Le tue istruzioni: Trascrivi fedelmente, per favore, il brano dell'articolo sui punti nascita: parti dalle parole "CronacaEconomia" e fermati dopo "nel cassetto. Nuovamente.".

___ Estratto del documento

CronacaEconomia

‘Caso’ punti nascita, maggioranza ai ferri corti

BARI  –  La maggioranza di via Capruzzi scivola sul taglio ai posti letto e sulla chiusura dei punti nascita. Troppe astensioni e la delibera di giunta sul riordino ospedaliero viene riposta nel cassetto. Nuovamente.

Il prossimo tentativo lo si farà il 24 gennaio.

In quell’occasione saranno anche sentite le associazioni di categoria.

Ed è proprio a questo che si è aggrappato il presidente della Commissione Sanità Dino Marino che sondando gli umori dei suoi, ha ben intenso che se si fosse proceduto con la votazione, la delibera non sarebbe passata.

______
___ Dati archiviati

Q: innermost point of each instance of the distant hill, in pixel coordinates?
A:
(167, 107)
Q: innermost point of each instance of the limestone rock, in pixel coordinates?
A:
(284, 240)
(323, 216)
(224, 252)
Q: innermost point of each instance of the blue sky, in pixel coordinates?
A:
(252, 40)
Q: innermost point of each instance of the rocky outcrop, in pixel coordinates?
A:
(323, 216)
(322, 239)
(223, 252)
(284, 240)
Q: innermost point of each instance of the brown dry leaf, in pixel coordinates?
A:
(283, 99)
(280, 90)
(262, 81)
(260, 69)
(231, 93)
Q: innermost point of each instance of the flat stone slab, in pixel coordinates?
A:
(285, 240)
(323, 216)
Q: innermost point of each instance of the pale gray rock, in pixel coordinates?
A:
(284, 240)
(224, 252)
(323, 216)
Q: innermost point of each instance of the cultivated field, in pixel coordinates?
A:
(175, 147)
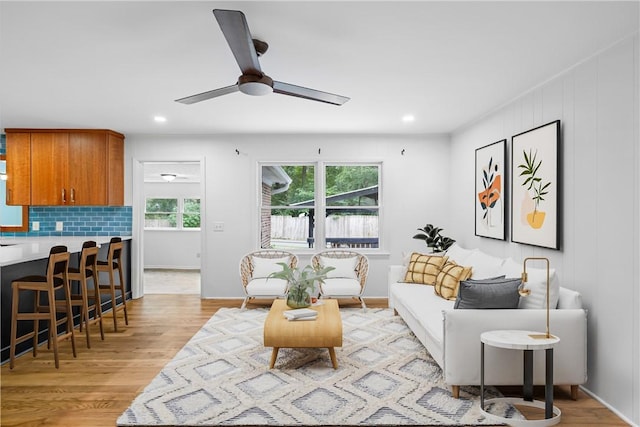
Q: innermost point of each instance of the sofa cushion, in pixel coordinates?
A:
(484, 265)
(497, 294)
(266, 287)
(536, 283)
(340, 286)
(423, 305)
(458, 254)
(449, 279)
(424, 268)
(344, 267)
(263, 267)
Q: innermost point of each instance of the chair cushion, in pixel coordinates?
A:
(340, 286)
(263, 267)
(266, 287)
(344, 267)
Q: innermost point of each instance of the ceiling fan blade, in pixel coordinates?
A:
(208, 95)
(306, 93)
(235, 29)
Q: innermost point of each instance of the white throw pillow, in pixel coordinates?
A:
(263, 267)
(483, 266)
(344, 267)
(536, 283)
(458, 254)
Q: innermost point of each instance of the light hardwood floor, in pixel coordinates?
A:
(96, 387)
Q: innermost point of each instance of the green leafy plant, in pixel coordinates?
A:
(433, 239)
(301, 280)
(533, 182)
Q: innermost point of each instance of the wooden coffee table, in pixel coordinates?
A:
(325, 331)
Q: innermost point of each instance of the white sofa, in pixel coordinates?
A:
(452, 336)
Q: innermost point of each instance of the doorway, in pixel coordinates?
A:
(172, 233)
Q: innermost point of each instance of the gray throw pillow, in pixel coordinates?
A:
(488, 293)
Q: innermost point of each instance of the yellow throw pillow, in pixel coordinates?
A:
(448, 280)
(424, 268)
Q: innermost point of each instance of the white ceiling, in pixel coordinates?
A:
(118, 64)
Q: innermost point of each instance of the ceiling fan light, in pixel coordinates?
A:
(255, 85)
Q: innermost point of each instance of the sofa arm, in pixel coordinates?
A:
(461, 346)
(394, 275)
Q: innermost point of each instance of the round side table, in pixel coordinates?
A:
(528, 342)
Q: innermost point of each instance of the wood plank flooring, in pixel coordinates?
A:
(96, 387)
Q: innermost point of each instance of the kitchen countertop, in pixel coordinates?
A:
(23, 249)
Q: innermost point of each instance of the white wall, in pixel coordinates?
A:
(179, 249)
(597, 102)
(414, 191)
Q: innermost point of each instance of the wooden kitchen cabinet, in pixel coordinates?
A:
(75, 167)
(18, 169)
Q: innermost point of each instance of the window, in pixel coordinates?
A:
(296, 196)
(172, 213)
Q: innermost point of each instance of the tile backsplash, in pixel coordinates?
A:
(78, 221)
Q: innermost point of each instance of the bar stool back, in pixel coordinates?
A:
(56, 279)
(110, 266)
(87, 269)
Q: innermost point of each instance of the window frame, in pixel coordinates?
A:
(180, 212)
(320, 204)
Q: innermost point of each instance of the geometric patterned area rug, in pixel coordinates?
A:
(384, 377)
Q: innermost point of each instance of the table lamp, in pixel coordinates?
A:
(525, 292)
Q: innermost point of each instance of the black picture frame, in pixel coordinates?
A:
(490, 194)
(536, 186)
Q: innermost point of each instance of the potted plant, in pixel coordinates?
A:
(433, 239)
(301, 282)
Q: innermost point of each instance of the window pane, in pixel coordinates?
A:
(162, 205)
(192, 206)
(290, 230)
(350, 228)
(160, 220)
(288, 199)
(352, 185)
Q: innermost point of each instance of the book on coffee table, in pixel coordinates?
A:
(300, 313)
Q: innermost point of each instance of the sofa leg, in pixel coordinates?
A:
(455, 391)
(574, 391)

______

Sezione risposta:
CronacaEconomia

‘Caso’ punti nascita, maggioranza ai ferri corti

BARI  –  La maggioranza di via Capruzzi scivola sul taglio ai posti letto e sulla chiusura dei punti nascita. Troppe astensioni e la delibera di giunta sul riordino ospedaliero viene riposta nel cassetto. Nuovamente.